Copy each of the records exactly.

--- GIVEN INFORMATION Enclosed Below ---

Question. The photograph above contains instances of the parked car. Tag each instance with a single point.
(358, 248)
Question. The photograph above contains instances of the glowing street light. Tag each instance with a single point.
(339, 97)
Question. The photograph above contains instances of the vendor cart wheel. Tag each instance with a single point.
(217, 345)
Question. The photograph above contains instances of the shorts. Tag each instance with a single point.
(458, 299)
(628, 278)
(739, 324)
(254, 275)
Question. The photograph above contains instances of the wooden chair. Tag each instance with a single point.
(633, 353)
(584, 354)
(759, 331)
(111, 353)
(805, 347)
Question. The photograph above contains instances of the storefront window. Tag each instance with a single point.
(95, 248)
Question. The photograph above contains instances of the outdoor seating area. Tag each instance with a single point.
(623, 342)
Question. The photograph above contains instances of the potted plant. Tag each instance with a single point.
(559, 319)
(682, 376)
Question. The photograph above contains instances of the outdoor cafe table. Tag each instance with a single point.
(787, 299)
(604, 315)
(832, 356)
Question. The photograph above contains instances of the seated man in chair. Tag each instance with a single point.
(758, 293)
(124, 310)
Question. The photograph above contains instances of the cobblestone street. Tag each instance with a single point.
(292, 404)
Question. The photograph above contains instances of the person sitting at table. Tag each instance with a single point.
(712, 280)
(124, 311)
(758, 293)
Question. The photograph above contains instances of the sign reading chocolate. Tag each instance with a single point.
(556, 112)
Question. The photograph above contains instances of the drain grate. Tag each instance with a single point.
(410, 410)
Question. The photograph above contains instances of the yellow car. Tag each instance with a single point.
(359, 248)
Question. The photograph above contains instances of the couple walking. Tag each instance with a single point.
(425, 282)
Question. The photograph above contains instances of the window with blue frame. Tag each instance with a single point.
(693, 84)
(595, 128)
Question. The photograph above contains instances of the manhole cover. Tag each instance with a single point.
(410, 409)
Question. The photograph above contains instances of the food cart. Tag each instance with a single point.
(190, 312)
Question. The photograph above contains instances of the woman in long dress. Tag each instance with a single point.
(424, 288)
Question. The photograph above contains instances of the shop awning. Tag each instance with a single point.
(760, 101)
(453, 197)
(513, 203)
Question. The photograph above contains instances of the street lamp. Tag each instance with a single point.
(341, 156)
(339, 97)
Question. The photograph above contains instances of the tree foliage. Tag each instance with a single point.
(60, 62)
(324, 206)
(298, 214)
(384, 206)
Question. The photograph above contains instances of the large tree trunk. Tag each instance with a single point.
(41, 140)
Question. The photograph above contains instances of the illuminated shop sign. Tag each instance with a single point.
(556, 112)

--- End of Enclosed GIVEN INFORMATION ---

**SOLUTION TO THIS TASK**
Question. The photograph above contains instances of the parked car. Tag each instance with a single point.
(358, 248)
Question. The photograph above contains instances of the glowing street light. Tag each instance with a single point.
(339, 97)
Question. The photograph above contains instances of the vendor cart wheel. Tag each instance with a single point.
(217, 345)
Question. The photograph above contains instances of the shorts. Tag each instance with a single point.
(458, 299)
(628, 278)
(739, 324)
(254, 275)
Question. The photograph above contains instances of the wooden chair. Tag each instance with a single point.
(633, 353)
(584, 354)
(759, 331)
(111, 353)
(805, 347)
Question. The photograph above contains instances of the storefront window. Tag each instance with a single point.
(95, 248)
Question. The photograph above contains instances of the outdoor seating area. Tag each instance with a single point.
(623, 342)
Question. The photograph above contains instances of the potted plant. Tag each instance with a single point.
(559, 319)
(682, 376)
Question. The photograph above contains instances of the outdoor cafe table. Tag each instance with a single point.
(787, 299)
(604, 315)
(832, 356)
Question. The photograph above contains instances of the seated man in chair. Tag each instance with a single point.
(758, 293)
(124, 310)
Question. The photograph above contains instances of the cobblestone street. Tag each instance with a single point.
(292, 404)
Question. The photograph above contains instances of the person sitting at table. Tag each instance with a single point.
(712, 280)
(124, 311)
(758, 293)
Question. The photograph above contains instances of the sign reading chocolate. Tag each instance with a single point.
(556, 112)
Question. The photograph above contains instances of the drain grate. Tag each instance with a single point.
(410, 410)
Question. The photograph above contains instances of the yellow car. Tag each instance with a single point.
(359, 248)
Question. The photograph above contains instances of the couple walking. Tag each instance with a single point.
(425, 282)
Question. The photograph above contains instances of the window with blue frame. Tag each instance with a single point.
(693, 84)
(595, 128)
Question. The photograph above contains instances of the manhole cover. Tag each instance with a single point.
(410, 409)
Question. The photograph above contains instances of the food cart. Tag each instance with a single point.
(190, 312)
Question. The photograph above contains instances of the woman in long dress. Tag each instance with a single point.
(424, 288)
Question. The photograph above contains instances of the shop awning. Tag each instance with a single point.
(760, 101)
(453, 197)
(513, 203)
Question. The photograph above contains instances of the street lamp. Tag each instance with a single point.
(341, 156)
(339, 97)
Question. The photograph above contains instances of the tree foliage. Tag each instance with a single point.
(60, 62)
(324, 206)
(298, 214)
(384, 206)
Question. The photograph above contains instances of the large tree trunk. Tag each instance with a single point.
(41, 140)
Question. The photograph above contains instances of the illuminated shop sign. Tag each instance with a single point.
(556, 112)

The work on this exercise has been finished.